#### SHORT PROBLEM
Reproduce the listing below in full and without alteration, apart from its pictures.

#### INFORMATION SUPPLIED
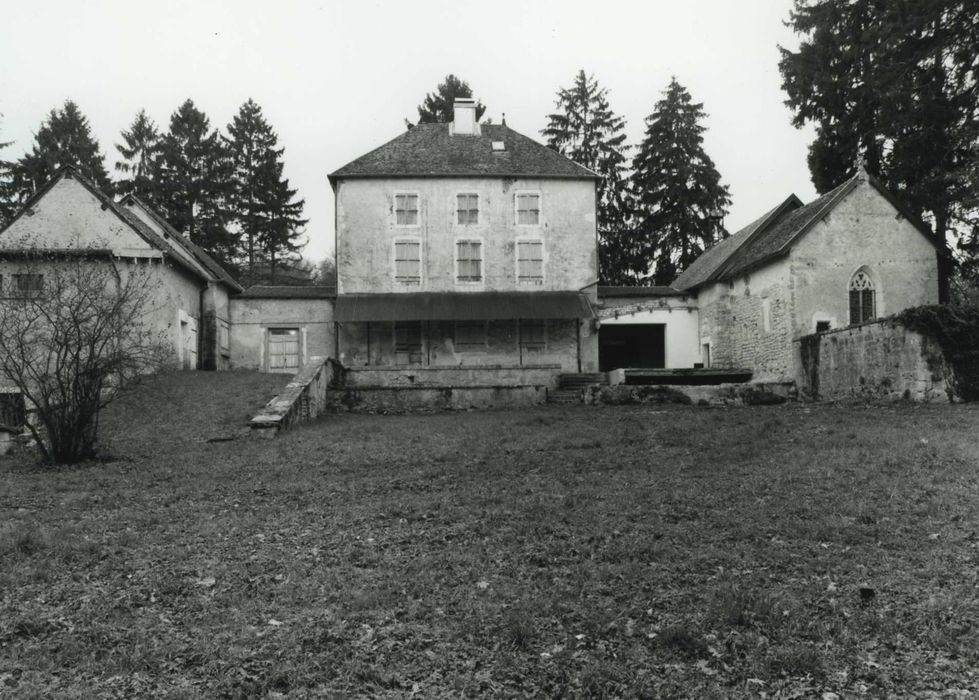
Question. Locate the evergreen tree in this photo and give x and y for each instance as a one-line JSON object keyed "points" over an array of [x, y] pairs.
{"points": [[7, 195], [895, 85], [265, 208], [194, 182], [140, 151], [587, 131], [65, 138], [437, 108], [680, 200]]}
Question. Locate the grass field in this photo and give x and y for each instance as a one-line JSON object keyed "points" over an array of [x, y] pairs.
{"points": [[605, 552]]}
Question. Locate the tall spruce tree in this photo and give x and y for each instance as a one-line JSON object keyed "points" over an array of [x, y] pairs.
{"points": [[265, 209], [7, 195], [65, 138], [895, 84], [680, 201], [437, 107], [140, 152], [194, 182], [587, 131]]}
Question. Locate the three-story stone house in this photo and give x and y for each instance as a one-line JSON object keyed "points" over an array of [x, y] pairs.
{"points": [[466, 244]]}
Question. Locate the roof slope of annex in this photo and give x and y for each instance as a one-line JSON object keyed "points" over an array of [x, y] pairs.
{"points": [[773, 235]]}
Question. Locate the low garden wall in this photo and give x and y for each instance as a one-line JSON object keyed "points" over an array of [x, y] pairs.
{"points": [[452, 377], [879, 360], [303, 399], [411, 398]]}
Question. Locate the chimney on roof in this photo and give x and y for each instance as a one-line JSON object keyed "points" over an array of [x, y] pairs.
{"points": [[464, 116]]}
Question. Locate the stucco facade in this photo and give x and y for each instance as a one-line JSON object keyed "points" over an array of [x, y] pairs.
{"points": [[367, 232], [189, 305], [253, 318], [464, 212]]}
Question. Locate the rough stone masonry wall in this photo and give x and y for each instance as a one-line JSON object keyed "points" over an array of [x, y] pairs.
{"points": [[732, 317], [876, 360]]}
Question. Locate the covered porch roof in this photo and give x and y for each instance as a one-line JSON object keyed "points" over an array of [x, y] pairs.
{"points": [[470, 306]]}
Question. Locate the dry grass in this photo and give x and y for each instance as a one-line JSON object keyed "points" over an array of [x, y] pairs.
{"points": [[616, 552]]}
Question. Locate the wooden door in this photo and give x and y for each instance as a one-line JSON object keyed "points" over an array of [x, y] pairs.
{"points": [[283, 350]]}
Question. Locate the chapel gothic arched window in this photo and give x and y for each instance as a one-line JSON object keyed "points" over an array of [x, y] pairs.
{"points": [[863, 298]]}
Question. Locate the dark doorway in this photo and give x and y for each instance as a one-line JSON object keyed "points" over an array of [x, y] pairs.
{"points": [[632, 345]]}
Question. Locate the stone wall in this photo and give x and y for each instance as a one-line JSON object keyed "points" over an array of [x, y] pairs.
{"points": [[407, 399], [749, 323], [875, 360], [542, 375]]}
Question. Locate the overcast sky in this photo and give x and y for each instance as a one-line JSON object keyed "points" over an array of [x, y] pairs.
{"points": [[337, 79]]}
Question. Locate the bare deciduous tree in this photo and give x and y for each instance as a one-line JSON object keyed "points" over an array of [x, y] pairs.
{"points": [[76, 329]]}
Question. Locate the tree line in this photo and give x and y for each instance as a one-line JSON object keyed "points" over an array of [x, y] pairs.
{"points": [[225, 191], [892, 84]]}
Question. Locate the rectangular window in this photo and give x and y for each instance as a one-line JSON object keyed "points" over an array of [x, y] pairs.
{"points": [[28, 284], [470, 335], [863, 305], [530, 262], [408, 262], [469, 261], [283, 349], [224, 337], [528, 209], [467, 208], [406, 209], [533, 334], [408, 342]]}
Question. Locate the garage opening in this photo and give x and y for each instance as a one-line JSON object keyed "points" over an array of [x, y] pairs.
{"points": [[631, 346]]}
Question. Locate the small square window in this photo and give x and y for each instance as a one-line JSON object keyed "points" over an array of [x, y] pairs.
{"points": [[469, 261], [408, 342], [29, 284], [408, 262], [467, 209], [530, 262], [533, 334], [406, 209], [528, 209], [470, 335]]}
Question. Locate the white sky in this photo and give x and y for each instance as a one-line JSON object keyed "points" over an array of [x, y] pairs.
{"points": [[336, 79]]}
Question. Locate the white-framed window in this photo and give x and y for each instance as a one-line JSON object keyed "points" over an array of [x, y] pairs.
{"points": [[284, 349], [530, 261], [863, 297], [533, 333], [408, 342], [408, 261], [469, 261], [406, 210], [470, 335], [467, 208], [527, 206]]}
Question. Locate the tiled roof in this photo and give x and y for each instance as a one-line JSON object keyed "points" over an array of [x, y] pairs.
{"points": [[703, 268], [177, 238], [773, 234], [261, 291], [430, 150], [612, 292]]}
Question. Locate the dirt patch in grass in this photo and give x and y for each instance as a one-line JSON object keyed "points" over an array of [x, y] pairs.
{"points": [[621, 551]]}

#### RESPONSE BELOW
Question. Locate the evergreen tree in this photo and give x and y for each instance as a one-line JSON object keyed "points" over an array of [x, y] pairs.
{"points": [[7, 195], [895, 85], [265, 208], [194, 182], [140, 151], [587, 131], [65, 138], [437, 108], [680, 200]]}
Question. Locate the grass field in this photo and give x and y for each instance as a one-line JSON object keyed "points" over an array of [x, y] pairs.
{"points": [[605, 552]]}
Question. Locate the tall spruce tree in this photo and give x and y for each instance as a one-line JSON object keyed "points" over an array of [x, y] pairs.
{"points": [[265, 209], [7, 195], [65, 138], [895, 84], [680, 201], [437, 107], [140, 152], [194, 182], [587, 131]]}
Question. Locate the three-story stone house in this photo and give x and y for each instance as a one-line JSON object keyed "points" over an array of [x, y] pairs.
{"points": [[466, 244]]}
Question. Locate the roof slope of annex in this photo and give x and y for each instance as a one-line JSON object keyed "points" over an array of [x, y] pairs.
{"points": [[773, 235]]}
Question. Locate the low garden wall in this photo and give x and y for each instance as a one-line JSON object keyed "points" over an array of [x, y] pairs.
{"points": [[452, 377], [879, 360], [303, 399], [411, 398]]}
Question. Locate the chimney on roof in this photo and give x and y for each instance as a one-line JSON object keyed "points" over an array of [x, y] pairs.
{"points": [[464, 116]]}
Question. Locate the stucco facade in this photo and give x and y for each instance as a one-line JSON object keyed "points" over an array of [x, y] pairs.
{"points": [[367, 232], [189, 305], [253, 318], [464, 212]]}
Question. Locate the rough stone masonry wall in this photo and give x and y for each instance as a one-line JSON object keyed "points" over an array of [x, y] pairs.
{"points": [[732, 317], [876, 360]]}
Question. Locate the covered porch roof in this photo and give x and y for each instance as a one-line JSON object keyed "points" over an array of [x, y] pairs.
{"points": [[470, 306]]}
Question. Locate the dry grass in this photo and give x and y for each instance as a one-line JSON object keyed "points" over an array of [x, y] pairs.
{"points": [[616, 552]]}
Question. Locate the wooden door in this photo and give x and y for each instance as a one-line JSON object keyed "points" over an array of [x, y] pairs.
{"points": [[283, 350]]}
Question. Locate the chapel gothic arched window in this photo and give x and y for each instance as a one-line JSON object keyed "points" over an array of [x, y] pairs.
{"points": [[863, 298]]}
Question. Locate the dark doorway in this photo and give x and y for each instance as a one-line JSON object keyed "points" over an array of [x, y] pairs.
{"points": [[632, 345]]}
Question. Locate the stone wall in this photo and give x and y for each instance as a one-line JSON object keyed "points" over an array of [x, y] pairs.
{"points": [[407, 399], [749, 323], [875, 360], [542, 375]]}
Question. Locate the overcast sky in this photo and give x and y for each instance as a one-line JSON object keyed "points" over an array of [x, y] pairs.
{"points": [[337, 79]]}
Question. Locate the bare deciduous tree in this photo and give x and y for each instance as a one-line JSON object keyed "points" over an array of [x, y] pairs.
{"points": [[76, 329]]}
Question. Locate the tree line in this photo and give x and y for each instance as a one-line JSON object keyed "points" over an array of [x, y] pairs.
{"points": [[225, 191], [892, 84]]}
Question. Locate the rectangular window in this photo and give x and y for each instance as a one-line JSON object keyed "points" over an array of [x, y] pairs.
{"points": [[28, 284], [470, 335], [863, 305], [530, 262], [408, 262], [469, 261], [283, 349], [224, 337], [528, 209], [467, 208], [406, 209], [533, 334], [408, 342]]}
Question. Locate the garage opening in this photo and give x and y for each instance as a one-line JSON object keyed "points" over an array of [x, y] pairs.
{"points": [[631, 346]]}
Question. Locate the small square window in this photo and give x and y for each instance as a one-line JSON object keyed "points" over an array of [x, y] pairs.
{"points": [[469, 261], [408, 342], [29, 284], [408, 262], [467, 209], [530, 262], [533, 334], [406, 209], [528, 209], [470, 335]]}
Question. Locate the white sky in this photo and give x and y for each instance as a one-line JSON object keyed "points" over an array of [x, y] pairs.
{"points": [[336, 79]]}
Question. Locate the white-framed window in this photo and give x and y for each instance as a one-line JSON object keyed "points" over an array of [x, y] pairs.
{"points": [[284, 349], [530, 261], [863, 297], [533, 333], [408, 342], [408, 261], [469, 261], [406, 210], [470, 335], [467, 208], [527, 206]]}
Question. Locate the tiled roof in this photo and give x and y for each instance as a one-line JSON object keyed "points" over an array of [x, y] pairs.
{"points": [[703, 268], [177, 238], [773, 234], [261, 291], [430, 150], [612, 292]]}
Question. Locate the dirt patch in grass in this photo and give x and y for each instance as a one-line JSON object keyed "points" over an array of [x, y] pairs.
{"points": [[621, 551]]}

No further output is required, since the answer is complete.